====== Trecho do documento

As fortificações são parte integrante das transformações do espaço físico da cidade que incluem ainda aterramento de mangues, construção de pontes, drenagem de camboas, e demais melhorias (7), que não só definem a paisagem como a caracterizam culturalmente. Ao avistar a costa do Rio de Janeiro pela primeira vez, em 1929, Le Corbusier reconheceu com clareza e poesia, o papel que desempenhavam as fortificações na composição das paisagens do litoral brasileiro, paisagens culturais avant la lettre (8): “As fortalezas dos estuários são cabeças que comandam, patrulham, protegem. São elas que encontramos a cada estuário sulamericano, quando o navio chega”. E continua: “vê-se o forte português a patrulhar o mar e enfrentar as terras; uma flor de geometria no cruzamento dos postos de mar e terra, comanda, patrulha e protege; um cristal de civilização” (9); precoce e precisa definição de uma paisagem cultural.

============
====== Registros

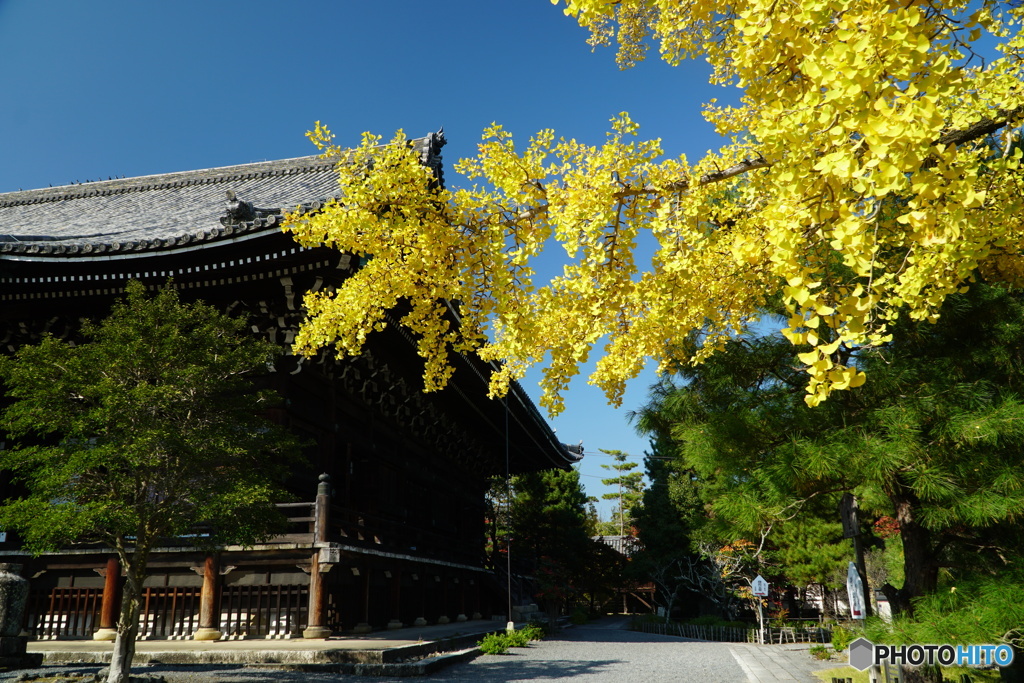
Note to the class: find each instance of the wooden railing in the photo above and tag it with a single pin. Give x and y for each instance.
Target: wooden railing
(170, 613)
(64, 612)
(263, 611)
(736, 635)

============

Instruções da tarefa: Segundo o trecho sobre as fortificações do Rio de Janeiro, em que ano Le Corbusier avistou pela primeira vez a costa da cidade?

Resposta: Em 1929.